* Records provided *
┌────────

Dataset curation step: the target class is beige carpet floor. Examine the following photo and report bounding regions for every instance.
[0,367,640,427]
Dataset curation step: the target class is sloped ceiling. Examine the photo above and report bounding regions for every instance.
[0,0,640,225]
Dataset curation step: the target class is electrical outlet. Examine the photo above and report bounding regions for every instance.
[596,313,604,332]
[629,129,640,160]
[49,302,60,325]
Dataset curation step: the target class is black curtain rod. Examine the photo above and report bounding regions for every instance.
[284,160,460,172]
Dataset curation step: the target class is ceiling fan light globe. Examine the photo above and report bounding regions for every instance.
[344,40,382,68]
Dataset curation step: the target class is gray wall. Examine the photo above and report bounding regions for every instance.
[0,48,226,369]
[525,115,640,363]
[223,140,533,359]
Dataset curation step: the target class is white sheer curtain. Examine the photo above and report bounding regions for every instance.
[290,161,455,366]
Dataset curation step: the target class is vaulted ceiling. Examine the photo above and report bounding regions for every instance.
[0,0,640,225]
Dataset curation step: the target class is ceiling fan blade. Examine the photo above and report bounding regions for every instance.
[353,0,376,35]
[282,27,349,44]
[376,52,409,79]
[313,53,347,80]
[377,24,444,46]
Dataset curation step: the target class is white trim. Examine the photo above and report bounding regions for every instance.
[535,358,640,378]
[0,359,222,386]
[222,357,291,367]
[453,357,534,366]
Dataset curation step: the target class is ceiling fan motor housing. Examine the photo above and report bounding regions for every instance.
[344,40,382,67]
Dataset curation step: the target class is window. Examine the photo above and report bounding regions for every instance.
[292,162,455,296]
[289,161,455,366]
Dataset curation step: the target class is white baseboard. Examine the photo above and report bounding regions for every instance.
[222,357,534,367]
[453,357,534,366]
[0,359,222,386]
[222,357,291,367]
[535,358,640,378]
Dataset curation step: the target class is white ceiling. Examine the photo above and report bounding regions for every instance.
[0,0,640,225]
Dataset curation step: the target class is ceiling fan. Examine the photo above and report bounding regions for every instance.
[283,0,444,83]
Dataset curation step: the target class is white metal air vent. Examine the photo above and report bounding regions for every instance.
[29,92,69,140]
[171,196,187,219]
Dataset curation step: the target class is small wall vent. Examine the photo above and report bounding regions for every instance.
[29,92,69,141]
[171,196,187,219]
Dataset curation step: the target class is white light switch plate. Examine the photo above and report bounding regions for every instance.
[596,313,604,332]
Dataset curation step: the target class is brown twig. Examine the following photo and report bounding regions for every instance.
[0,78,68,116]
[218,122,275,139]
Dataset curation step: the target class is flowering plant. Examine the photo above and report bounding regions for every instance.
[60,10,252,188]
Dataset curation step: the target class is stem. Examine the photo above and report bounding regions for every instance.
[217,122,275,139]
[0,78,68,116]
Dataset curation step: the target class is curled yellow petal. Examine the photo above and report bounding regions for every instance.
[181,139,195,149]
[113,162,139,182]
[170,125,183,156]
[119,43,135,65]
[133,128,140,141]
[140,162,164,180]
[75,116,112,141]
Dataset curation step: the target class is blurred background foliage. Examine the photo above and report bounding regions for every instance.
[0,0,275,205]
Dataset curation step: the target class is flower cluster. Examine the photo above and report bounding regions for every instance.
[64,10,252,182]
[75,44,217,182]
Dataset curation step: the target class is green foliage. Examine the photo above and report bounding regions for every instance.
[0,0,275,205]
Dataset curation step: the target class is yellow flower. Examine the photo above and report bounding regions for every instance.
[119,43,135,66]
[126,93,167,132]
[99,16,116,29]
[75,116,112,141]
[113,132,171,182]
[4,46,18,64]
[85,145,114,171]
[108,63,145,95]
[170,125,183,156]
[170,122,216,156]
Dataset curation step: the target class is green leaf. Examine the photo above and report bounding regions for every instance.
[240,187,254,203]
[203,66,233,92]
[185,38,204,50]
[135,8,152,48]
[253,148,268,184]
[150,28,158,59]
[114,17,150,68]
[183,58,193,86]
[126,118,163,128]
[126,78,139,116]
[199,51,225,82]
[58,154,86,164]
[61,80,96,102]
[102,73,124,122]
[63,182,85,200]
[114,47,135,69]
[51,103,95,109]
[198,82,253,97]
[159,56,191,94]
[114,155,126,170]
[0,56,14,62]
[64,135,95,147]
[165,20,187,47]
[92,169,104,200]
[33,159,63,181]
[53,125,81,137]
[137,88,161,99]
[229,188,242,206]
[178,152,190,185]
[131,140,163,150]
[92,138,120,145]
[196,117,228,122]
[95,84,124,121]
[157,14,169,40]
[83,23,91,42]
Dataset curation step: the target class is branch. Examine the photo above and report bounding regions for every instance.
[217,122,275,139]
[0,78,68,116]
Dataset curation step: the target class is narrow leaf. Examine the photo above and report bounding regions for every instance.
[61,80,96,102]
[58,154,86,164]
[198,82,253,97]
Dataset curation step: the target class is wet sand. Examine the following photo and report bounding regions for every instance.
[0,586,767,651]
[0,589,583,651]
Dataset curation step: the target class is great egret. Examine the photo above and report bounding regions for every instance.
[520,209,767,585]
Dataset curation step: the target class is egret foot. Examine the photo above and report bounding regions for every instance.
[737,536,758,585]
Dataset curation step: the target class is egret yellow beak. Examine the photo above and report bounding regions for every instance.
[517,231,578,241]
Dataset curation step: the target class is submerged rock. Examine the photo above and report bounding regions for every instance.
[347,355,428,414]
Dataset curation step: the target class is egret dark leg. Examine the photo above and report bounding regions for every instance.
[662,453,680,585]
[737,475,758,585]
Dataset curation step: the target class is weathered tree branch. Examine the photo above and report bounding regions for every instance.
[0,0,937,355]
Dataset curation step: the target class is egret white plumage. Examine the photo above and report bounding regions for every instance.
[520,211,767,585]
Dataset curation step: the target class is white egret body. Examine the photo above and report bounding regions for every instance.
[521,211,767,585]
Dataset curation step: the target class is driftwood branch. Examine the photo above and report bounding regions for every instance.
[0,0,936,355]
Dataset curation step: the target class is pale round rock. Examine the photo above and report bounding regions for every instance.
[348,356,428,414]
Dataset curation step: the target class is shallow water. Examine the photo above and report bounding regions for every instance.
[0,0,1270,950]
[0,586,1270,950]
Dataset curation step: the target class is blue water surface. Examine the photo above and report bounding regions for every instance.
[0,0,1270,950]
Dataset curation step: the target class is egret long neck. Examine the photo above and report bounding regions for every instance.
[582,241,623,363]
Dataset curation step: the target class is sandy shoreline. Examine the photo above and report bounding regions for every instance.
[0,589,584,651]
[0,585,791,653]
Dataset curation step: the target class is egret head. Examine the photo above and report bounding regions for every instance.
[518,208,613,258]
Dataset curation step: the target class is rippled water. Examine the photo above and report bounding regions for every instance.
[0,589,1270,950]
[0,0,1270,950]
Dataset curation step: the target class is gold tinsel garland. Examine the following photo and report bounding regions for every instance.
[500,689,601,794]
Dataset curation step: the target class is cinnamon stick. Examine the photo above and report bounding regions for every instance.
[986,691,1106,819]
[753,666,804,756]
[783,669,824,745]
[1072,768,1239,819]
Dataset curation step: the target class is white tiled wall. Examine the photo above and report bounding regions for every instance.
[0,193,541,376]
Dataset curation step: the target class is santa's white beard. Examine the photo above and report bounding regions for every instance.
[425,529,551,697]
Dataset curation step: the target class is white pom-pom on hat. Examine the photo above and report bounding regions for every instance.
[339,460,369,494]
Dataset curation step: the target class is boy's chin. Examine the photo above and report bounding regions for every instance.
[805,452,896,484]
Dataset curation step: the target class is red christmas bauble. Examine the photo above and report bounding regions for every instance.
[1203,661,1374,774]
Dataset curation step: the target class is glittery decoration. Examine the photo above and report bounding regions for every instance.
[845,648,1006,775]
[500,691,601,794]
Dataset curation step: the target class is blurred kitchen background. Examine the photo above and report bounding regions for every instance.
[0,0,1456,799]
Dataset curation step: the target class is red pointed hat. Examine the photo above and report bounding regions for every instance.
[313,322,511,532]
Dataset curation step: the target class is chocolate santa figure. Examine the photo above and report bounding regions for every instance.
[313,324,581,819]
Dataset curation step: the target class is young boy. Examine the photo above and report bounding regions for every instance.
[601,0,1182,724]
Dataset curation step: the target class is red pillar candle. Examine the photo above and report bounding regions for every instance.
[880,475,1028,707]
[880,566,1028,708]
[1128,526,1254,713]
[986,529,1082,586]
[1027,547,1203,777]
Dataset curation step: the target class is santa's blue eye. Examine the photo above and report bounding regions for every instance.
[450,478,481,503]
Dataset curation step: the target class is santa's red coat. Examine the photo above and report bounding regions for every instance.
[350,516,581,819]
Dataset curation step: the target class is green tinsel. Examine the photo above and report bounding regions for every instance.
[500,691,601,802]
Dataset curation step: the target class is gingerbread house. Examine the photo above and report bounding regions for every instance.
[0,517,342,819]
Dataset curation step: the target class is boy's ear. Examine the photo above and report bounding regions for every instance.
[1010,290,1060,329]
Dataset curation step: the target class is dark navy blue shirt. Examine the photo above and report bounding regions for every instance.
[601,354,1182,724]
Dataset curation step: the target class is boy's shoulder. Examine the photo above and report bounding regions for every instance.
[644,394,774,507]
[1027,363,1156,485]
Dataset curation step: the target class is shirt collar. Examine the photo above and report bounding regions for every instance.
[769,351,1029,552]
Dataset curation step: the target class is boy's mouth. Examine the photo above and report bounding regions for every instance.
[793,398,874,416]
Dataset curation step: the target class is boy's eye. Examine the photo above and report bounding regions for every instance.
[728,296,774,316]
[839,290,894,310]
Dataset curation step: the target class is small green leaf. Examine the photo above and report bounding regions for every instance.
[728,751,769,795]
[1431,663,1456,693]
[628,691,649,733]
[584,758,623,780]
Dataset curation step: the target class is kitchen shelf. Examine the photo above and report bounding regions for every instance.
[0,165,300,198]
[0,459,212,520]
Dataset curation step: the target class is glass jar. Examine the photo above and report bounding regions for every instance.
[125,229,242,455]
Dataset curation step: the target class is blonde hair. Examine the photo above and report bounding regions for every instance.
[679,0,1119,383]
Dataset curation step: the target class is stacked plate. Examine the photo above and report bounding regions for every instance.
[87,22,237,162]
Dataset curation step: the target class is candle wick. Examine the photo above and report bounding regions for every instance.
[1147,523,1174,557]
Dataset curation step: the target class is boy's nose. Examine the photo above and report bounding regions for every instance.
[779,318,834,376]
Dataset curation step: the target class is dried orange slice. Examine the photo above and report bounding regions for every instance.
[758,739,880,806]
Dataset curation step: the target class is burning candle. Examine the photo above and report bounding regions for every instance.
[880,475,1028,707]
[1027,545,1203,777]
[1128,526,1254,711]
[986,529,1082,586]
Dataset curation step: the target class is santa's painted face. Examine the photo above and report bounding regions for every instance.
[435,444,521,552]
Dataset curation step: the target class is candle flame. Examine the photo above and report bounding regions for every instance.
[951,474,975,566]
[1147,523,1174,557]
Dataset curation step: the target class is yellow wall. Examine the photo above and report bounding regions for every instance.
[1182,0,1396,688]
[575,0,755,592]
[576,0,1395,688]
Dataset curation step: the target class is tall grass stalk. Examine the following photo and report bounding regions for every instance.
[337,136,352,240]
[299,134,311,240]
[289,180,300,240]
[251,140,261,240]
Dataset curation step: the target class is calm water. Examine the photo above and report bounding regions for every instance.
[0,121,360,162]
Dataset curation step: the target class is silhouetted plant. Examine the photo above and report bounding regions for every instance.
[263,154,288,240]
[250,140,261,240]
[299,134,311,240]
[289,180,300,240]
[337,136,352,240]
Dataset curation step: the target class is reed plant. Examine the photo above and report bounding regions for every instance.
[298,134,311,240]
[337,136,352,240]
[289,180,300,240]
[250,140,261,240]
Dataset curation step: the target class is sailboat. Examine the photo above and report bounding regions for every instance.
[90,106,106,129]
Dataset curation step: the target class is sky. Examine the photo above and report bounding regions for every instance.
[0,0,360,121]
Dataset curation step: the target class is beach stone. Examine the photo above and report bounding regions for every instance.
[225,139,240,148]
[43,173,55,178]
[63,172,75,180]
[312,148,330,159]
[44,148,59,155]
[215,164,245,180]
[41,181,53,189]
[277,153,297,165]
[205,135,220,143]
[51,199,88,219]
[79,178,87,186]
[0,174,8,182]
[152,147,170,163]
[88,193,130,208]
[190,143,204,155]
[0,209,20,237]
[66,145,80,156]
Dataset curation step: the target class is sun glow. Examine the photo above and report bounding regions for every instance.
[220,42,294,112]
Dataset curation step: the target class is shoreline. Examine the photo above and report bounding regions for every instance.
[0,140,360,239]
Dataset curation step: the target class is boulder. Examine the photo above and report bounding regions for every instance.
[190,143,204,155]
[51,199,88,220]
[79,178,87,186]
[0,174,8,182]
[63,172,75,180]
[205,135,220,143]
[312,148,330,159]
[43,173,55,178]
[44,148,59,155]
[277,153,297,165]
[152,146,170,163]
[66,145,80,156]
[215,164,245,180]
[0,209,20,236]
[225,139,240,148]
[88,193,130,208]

└────────

Copy the lines of the listing word for word, starting with the line that contains "Dataset curation step: the target class is boy's ear." and ending with the line that contains "[758,739,880,806]", both of those lines included.

Dataset curation step: the target class is boy's ear. Examine the photo above and report bounding regions for every instance.
[1010,290,1060,329]
Dataset curation step: the target class is dark navy blue shirt. Examine the photo above and report bounding regions for every instance.
[601,354,1182,724]
Dataset curation step: the target class is boy's shoulder. Examine the photo above and report bounding regions for every instance.
[644,394,774,507]
[1027,363,1156,485]
Dataset curation step: the target class is shirt collar. Examine the photo above and report bounding regions for every instance.
[769,351,1029,552]
Dataset curation step: the target class is boy's mouth. Examine the photo above and report bounding regions for every instance.
[793,398,874,416]
Dataset curation step: the target class is boy's eye. Examine the photo above and report bounding regions for every instance.
[728,296,774,316]
[839,290,894,310]
Dataset curation step: the target class is small green leaf. Examine the photo above and report bounding regions for every instance.
[728,751,769,795]
[1431,663,1456,693]
[628,691,649,733]
[584,758,623,780]
Dataset curation step: the target class is kitchen shelf. Examine the photo above and report bounding regions for every instance.
[0,165,300,198]
[0,459,212,520]
Dataset curation step: the target class is glass jar. Examine the photo above and report bounding regions for every instance.
[125,229,242,455]
Dataset curation step: the target class is blonde hair. Examine the photo above and report bounding regions for every instance.
[679,0,1119,383]
Dataset curation step: the target class is stacked plate. Examine the photo above and report bounding regions for every instance.
[87,22,237,162]
Dataset curation step: the target class is candle wick. Examine the photo above and report bounding regions for every instance.
[1147,523,1174,557]
Dataset curation step: the target class is boy's nose. Examine the photo above and report bounding regions for every instance.
[779,318,834,376]
Dataset curation step: the target class is dried orange slice. Examine the photo above and report bounding regions for every instance.
[758,739,880,806]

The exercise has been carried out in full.